This photo shows the old car we found in the wash. It’s very rusty.

The most unusual thing we saw was the rusted remains of an old automobile. Believe me, the car was not in a place it could have easily been driven to. In fact, it was in a place that seemed impossible to drive to. It was high up in a wash, in a place I think no motorized vehicle could go.

How do you think that car got here? I asked my friend.

I dunno, he drawled.

I think it was washed here in a flood! I said. How else could it have gotten here?

The car seemed old, not just because it was rusty. The design of the car seemed old. I think the car had been sitting there for years, decades even. I don’t think anyone is going to drag the car out of the wash. I think the car is going to sit there until it becomes one with the earth.

This is the front of the car we found in the wash. It looks really old to me.

Wow! Look at that bug! I said when I saw a beetle sunning itself on a small rock. I like to see creatures hanging out in nature.

We poked at the beetle a little, just to see it move, then we felt bad about disturbing it. It tried to hide in the shadow of the surrounding rocks. I tried to move it back to the sun where I’d first found it.

Later, I almost stepped on it as I skidded down from a higher level where I’d climbed.

| Data excerpt |
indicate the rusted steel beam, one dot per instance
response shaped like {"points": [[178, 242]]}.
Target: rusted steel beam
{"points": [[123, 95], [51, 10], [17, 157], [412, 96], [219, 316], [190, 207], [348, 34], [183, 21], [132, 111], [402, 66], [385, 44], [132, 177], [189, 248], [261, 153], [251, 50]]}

| Given instruction |
Pick up the story of the rusty car in the wash and the beetle after its last sentence and keep it going. The data here isn't needed for anything.

| Written response |
Watch out for our little friend, my friend said to me, but I thought he was talking about the dog. Luckily, I didn’t step on the beetle, although I was pretty out of control at the moment, waving my arms and trying to get down the steep, rocky incline without falling.

Here’s the rock formation I’d climbed up to look at more closely:

I stood at the base of it and looked at the openings in the rock. I think it was full of packrat nests. I saw what I thought was feces, and got away from it fast. I don’t need any New Mexico plague, thank you very much.

I think the formation was made of sandstone. It felt gritty to the touch, and seemed as if it could easily disintegrate or wash away. Although at first I thought camping up against it might make for a good campsite, we ended up deciding it was too unstable to trust with our lives.

After a couple of hours of walking around, we found a spot my friend liked. It was mostly flat and mostly secluded. He set up his tent and hauled his things over while I reorganized the van.

As I left in the late afternoon, I saw the sunset in my sideview mirror.

It was a lovely end to a lovely day in the desert.

I took all of the photos in this post.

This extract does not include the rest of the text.